• _SEZIONE DEL TESTO_:
Beh un modo come un altro per fare amicizia


----------



## perplesso (16 Novembre 2021)

novità?


----------



## Orbis Tertius (17 Novembre 2021)

Si, è affondata la nave. 
Un minuto di silenzio


----------



## Marinaio (6 Dicembre 2021)

Buonasera,no non siamo affondati…il primo a saperlo ero io,visto che sono imbarcato.Facciamo Nord Europa-West Africa…e non ho molto tempo per scrivere,appena posso vi aggiornerò


----------



## Brunetta (6 Dicembre 2021)

Marinaio ha detto:


> Buonasera,no non siamo affondati…il primo a saperlo ero io,visto che sono imbarcato.Facciamo Nord Europa-West Africa…e non ho molto tempo per scrivere,appena posso vi aggiornerò


Buona navigazione


----------



## FataIgnorante (10 Dicembre 2021)

Marinaio ha detto:


> Buonasera,no non siamo affondati…il primo a saperlo ero io,visto che sono imbarcato.Facciamo Nord Europa-West Africa…e non ho molto tempo per scrivere,appena posso vi aggiornerò


Ti aspettiamo! Che il DAJE sia con te!


----------



## desire.vodafone (17 Dicembre 2021)

@Marinaio
Ho letto i tuoi post e probabilmente quello che ti scrivo è già stato detto da altri. 
Posso parlarti sia dal lato di crisi di coppia (non ho figli, non sono sposato, ma sono dentro una relazione ora complicata da oltre 16 anni) sia da lato "chattatore" che abborda (o almeno ci provo ) anche donne impegnate.
Intanto complimenti per la tua carriera, i soldi non faranno la felicità ma aiutano... Di contro per quei biglietti colorati hai impostato la tua vita sul lavoro.
Siamo più o meno coetanei, io ho qualche anno in più, in casa sono presente ... Ma con gli anni i problemi arrivano, nel mio caso lato "letto".
Ora dipende dalla donna, generalmente parlando però la vedo dura stare a "secco" per mesi e mesi.
Anche nel tuo caso, dici di essere sempre stato fedele, e ci sta... Però cazzo ti sei passato anche tu una vita ad ammazzarti di seghe (non che ci sia nulla di male eh).
Comunque il vero problema è la "noia" che si crea nella coppia, è fisiologica... Dopo 10 e passa anni ci sta.
La cosa grave della tua vicenda è il cash "rubato" che da a pensare che dietro c'era qualche "progetto". Ma vabbè, si parla di 10k, un bel bottino ma nulla di che.
Già sai che se ti dividi dovrai uscire fuori casa, e mantenere ugualmente la baracca.
Personalmente con il lavoro che fai non puoi pensare di essere coperto in tua assenza. Si ok investigatori etc... Lo fece mia mamma con mio papà  si sono divisi.
Se la storia è cosi articolata, soldi etc... Darei per scontato che si sono fatti delle belle scopate. 
Nelle mie peripezie sulle chat ti confido che c'è un mondo li dentro. Anche donne impegnate ovviamente, anche se non è così frequente.
Giorni fa ho fatto colpo su una donna, qualche anno più giovane. Non so se quello che scrivo sia realtà perché le donne sulle chat raccontano quello che vogliono.

• _MATERIALE DI PARTENZA_:

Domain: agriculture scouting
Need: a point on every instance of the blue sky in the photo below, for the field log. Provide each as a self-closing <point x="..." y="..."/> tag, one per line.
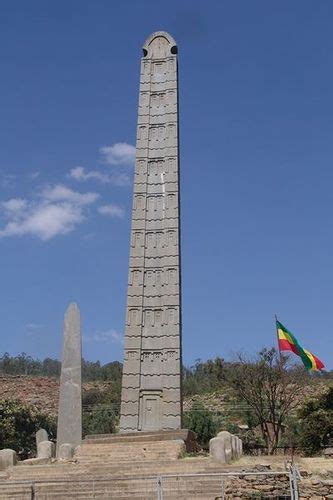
<point x="256" y="120"/>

• _OBIETTIVO DELL'ESERCIZIO_: Riporta senza modifiche il passo della sezione del testo che comincia con "Siamo più o" e termina con "anni ci sta.".

• _PROBLEMA RISOLTO_:
Siamo più o meno coetanei, io ho qualche anno in più, in casa sono presente ... Ma con gli anni i problemi arrivano, nel mio caso lato "letto".
Ora dipende dalla donna, generalmente parlando però la vedo dura stare a "secco" per mesi e mesi.
Anche nel tuo caso, dici di essere sempre stato fedele, e ci sta... Però cazzo ti sei passato anche tu una vita ad ammazzarti di seghe (non che ci sia nulla di male eh).
Comunque il vero problema è la "noia" che si crea nella coppia, è fisiologica... Dopo 10 e passa anni ci sta.